→ PROBLEM REQUIREMENTS:
Answer these questions using the text on persuasion studies.
(a) In the French study, what three conditions did the man approach the young women under?
(b) For how long did the two people in the second experiment ask each other questions?
(c) In the study in Britain, by how much did the no-show rate drop when patients filled in the appointment card themselves?
─── TEXT SHOWN
French study in which the (initially sceptical) researchers had a man approach young women and ask for their phone numbers, he was either carrying a guitar case, a sports bag, or empty handed. When carrying a guitar there was a higher chance of a “Oui”, phone numbers more than doubled. Speculates this is because young people associate love and music.

Experiment two people asking questions of each other for 45 minutes, in this process they developed great rapport. The items gradually escalate in personal disclosure. Thus, when responding, participants increasingly open themselves up to one another in a trusting way representative of tightly bonded pairs. Second, participants do so by acting together—that is, in a coordinated, back-and-forth fashion, making the interaction inherently and continuously
synchronous.


Caution to any leader responsible for shaping the ethical climate of an organization, it is as follows: those who cheat for you will cheat against you. If you encourage the first form of deceit, you will get the second, which will cost you dearly in the bargain.

Commitments to reducing missed medical appointments.  A standard practice designed to reduce do not attend appointments involves calling patients the day before to remind them of the appointment. Such efforts reduced failures to appear by 3.5 percent. The receptionist writes down the time and date of the next appointment on a card and gives it to patients. If, instead, the patients are asked to fill in the
card, that active step gets them more committed to keeping the appointment. When this costless procedure was tried in a study in Britain, the subsequent no-show rate dropped by 18 percent.

Physicians are hardest to influence, so let’s summarise a couple of studies that attempt to influence physicians.
──────
─── INFORMATION
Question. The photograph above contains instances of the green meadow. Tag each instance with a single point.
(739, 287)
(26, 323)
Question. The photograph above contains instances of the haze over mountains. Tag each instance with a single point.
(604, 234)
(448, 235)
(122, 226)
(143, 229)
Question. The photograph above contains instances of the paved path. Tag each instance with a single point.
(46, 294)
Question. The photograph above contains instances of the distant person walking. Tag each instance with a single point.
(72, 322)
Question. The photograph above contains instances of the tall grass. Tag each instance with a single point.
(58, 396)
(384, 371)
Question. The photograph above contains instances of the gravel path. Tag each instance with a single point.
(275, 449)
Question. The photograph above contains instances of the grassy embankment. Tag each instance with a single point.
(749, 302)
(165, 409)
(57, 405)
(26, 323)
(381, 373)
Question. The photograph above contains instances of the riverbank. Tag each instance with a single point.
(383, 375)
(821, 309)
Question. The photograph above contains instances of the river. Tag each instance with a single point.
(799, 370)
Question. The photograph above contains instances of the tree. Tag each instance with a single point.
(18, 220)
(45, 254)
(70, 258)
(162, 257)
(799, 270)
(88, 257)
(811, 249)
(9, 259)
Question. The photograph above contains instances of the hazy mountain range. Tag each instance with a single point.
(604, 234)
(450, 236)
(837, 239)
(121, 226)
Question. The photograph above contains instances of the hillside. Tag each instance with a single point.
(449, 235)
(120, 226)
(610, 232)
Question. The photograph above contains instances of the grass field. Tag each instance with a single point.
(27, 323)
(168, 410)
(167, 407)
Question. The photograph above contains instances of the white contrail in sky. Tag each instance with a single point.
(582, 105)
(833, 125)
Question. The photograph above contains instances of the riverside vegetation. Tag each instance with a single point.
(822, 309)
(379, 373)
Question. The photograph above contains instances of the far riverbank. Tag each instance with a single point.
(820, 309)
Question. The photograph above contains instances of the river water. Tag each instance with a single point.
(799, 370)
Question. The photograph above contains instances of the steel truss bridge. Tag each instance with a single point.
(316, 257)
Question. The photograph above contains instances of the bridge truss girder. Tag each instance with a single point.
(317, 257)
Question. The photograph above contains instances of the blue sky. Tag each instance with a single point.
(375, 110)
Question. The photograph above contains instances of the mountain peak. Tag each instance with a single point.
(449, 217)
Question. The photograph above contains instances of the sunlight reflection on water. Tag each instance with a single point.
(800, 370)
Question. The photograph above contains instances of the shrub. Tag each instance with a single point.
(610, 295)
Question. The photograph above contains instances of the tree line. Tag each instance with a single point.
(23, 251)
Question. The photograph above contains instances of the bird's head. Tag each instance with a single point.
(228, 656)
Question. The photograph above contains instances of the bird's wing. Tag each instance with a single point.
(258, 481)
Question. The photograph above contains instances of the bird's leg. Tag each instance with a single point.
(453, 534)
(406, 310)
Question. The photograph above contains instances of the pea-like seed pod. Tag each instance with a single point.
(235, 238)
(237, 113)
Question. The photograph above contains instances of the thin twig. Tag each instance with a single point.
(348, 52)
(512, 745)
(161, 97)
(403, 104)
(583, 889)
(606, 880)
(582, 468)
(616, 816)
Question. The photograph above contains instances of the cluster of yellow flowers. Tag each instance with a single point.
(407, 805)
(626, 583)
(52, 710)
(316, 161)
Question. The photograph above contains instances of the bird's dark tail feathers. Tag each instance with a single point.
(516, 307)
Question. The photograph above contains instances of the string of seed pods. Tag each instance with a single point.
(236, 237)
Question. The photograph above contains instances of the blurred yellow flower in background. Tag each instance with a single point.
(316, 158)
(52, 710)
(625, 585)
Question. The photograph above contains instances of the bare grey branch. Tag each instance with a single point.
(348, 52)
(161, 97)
──────
→ RESULT:
(a) He was carrying a guitar case, carrying a sports bag, or empty handed.
(b) 45 minutes.
(c) 18 percent.